Task objective
Write out the records below exactly as they appear, skipping each picture.

Data for analysis

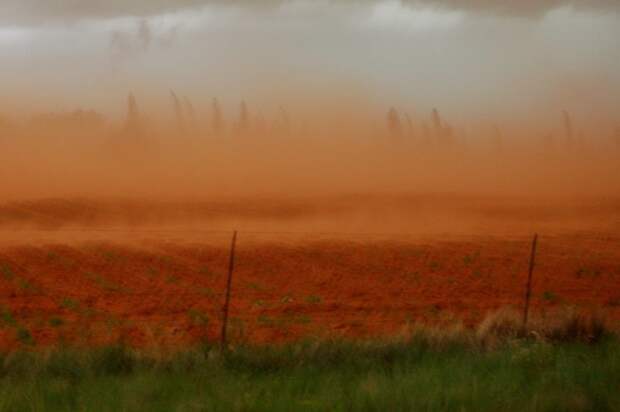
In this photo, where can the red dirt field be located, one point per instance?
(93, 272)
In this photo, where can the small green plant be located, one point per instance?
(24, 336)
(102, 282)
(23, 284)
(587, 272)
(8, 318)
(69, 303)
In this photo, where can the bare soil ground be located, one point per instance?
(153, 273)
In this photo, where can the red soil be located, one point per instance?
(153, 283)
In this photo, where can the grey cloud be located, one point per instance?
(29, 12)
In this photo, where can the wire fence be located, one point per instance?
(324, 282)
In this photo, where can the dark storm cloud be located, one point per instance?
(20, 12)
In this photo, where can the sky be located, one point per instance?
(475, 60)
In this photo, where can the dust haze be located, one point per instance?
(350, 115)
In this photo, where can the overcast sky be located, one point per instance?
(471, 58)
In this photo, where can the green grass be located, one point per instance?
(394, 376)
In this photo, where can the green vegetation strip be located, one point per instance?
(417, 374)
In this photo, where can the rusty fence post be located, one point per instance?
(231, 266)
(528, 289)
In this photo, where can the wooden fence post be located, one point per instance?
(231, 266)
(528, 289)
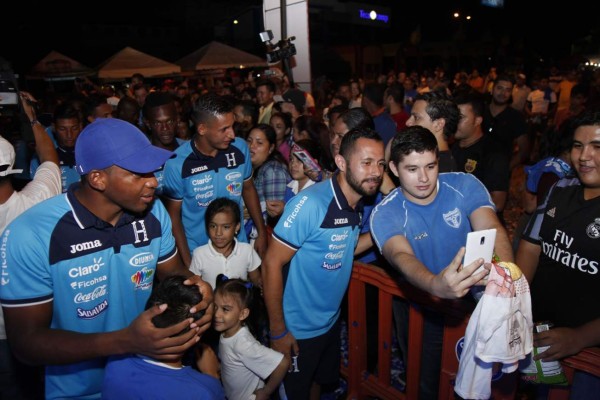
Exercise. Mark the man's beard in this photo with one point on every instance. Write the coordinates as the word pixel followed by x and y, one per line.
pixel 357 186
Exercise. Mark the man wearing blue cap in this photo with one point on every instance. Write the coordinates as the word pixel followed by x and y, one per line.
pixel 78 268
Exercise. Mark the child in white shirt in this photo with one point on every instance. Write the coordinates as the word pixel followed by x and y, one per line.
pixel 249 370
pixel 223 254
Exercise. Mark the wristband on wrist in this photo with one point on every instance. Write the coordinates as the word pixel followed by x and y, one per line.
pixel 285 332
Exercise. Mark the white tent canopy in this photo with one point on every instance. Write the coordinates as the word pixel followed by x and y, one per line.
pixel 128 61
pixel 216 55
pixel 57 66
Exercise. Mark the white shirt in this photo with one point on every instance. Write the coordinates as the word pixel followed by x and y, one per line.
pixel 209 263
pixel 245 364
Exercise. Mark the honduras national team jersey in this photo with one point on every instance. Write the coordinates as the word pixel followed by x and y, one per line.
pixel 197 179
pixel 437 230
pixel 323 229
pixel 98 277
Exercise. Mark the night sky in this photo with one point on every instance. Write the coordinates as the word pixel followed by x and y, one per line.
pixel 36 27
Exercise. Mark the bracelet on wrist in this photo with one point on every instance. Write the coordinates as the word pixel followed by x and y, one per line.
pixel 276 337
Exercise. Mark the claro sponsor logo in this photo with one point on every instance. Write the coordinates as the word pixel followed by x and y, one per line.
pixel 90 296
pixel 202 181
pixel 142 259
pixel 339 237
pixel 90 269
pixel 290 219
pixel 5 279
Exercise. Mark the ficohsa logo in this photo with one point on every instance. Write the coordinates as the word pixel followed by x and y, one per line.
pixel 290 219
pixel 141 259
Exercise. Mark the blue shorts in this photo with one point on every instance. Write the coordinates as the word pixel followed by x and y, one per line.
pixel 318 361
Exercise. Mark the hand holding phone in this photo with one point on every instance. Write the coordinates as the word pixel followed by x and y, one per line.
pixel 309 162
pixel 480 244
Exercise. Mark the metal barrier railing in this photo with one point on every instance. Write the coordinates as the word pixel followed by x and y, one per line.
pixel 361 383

Response to this task
In this photo, where can the red dirt field be located, one point per instance?
(93, 272)
In this photo, where can the small green plant be located, one point per instance?
(24, 336)
(102, 282)
(23, 284)
(587, 272)
(8, 318)
(69, 303)
In this photo, where can the bare soil ground be located, one point per instance?
(153, 273)
In this photo, where can the red soil be located, one point per instance?
(153, 283)
In this photo, where can the grey cloud be located, one point per instance?
(29, 12)
In this photo, where can the wire fence be located, one point per instance?
(324, 282)
In this photo, where can the dark storm cloud be located, one point per instance?
(20, 12)
In this photo, where can the sky be located, one point per instance?
(475, 60)
In this photo, where can the dust haze be located, one point per instance?
(350, 115)
In this photo, where can the overcast sky be located, one point per instance?
(471, 58)
In this photo, where can the green grass be located, one point per instance?
(394, 376)
In this photo, where can the green vegetation strip be located, one point per instance?
(417, 374)
In this photo, where can the rusty fence post be located, one point per instance?
(231, 266)
(528, 289)
In this photo, where can the wooden fence post be located, one point per instance?
(231, 266)
(528, 289)
Exercise. Mark the man's beard in this photo with one point on every instance. Write the coordinates as the word pixel followed by x and y, one per line.
pixel 357 186
Exercise. Mark the man wearing blue cap in this photo with one point on every instance. Write the coordinates as the word pixel followed by x and y, one per line.
pixel 78 268
Exercise. Mark the child in white shirt in this photo with one point on every instance. Write the coordinates as the word pixel followed by x and y, one per line.
pixel 249 370
pixel 223 254
Exercise. Mark the wristband on wrist in this photo with one point on every instance. Write the coordinates as the word pixel followed by x and y, one per line.
pixel 285 332
Exercise. Mark the white tent canopy in this photo with one point on every instance. Write the coordinates as the word pixel followed by x and y, one per line.
pixel 128 61
pixel 216 55
pixel 57 66
Exercise. Mark the white shirt in this photo with one point on every instance. Write the coordinates as the word pixel followed by x and y, one per line.
pixel 209 263
pixel 245 364
Exercise. Mark the honduras national team jersey in this photo with one point on every instance. Write the coordinates as the word pixel followed by x and y, one per line.
pixel 197 179
pixel 437 230
pixel 323 229
pixel 98 277
Exercise. Mark the night sky in this photo with one point on every instance. Write the coordinates as the word pixel followed by x and y, one per line.
pixel 36 27
Exercise. Mark the bracelet on wrist in this photo with one point on every instance. Write the coordinates as the word pixel followed by x and y, one per line.
pixel 276 337
Exercise. Mark the claro sponsor logo in this photo with one point on every instance. Write the coordinates as the word pixel followed by x and y, one per line.
pixel 90 296
pixel 202 181
pixel 142 259
pixel 339 237
pixel 90 269
pixel 290 219
pixel 5 279
Exercise. Mark the ficohsa logo in this photo with one point on every instance. Write the coordinates as the word pixel followed by x and y, one per line.
pixel 290 219
pixel 141 259
Exercise. Mark the blue shorts in this photo with one point on every instance. Write the coordinates as the word pixel followed by x and y, one per line.
pixel 318 361
Exercise. Mark the hand holding phone in this photo with one point on every instance. Write the coordinates as the word pixel followed by x and y, one per line.
pixel 309 162
pixel 480 244
Exercise. Mark the metal barrier railing in this photo with one point on every instance. Write the coordinates as the word pixel followed by x and y, one per line.
pixel 361 383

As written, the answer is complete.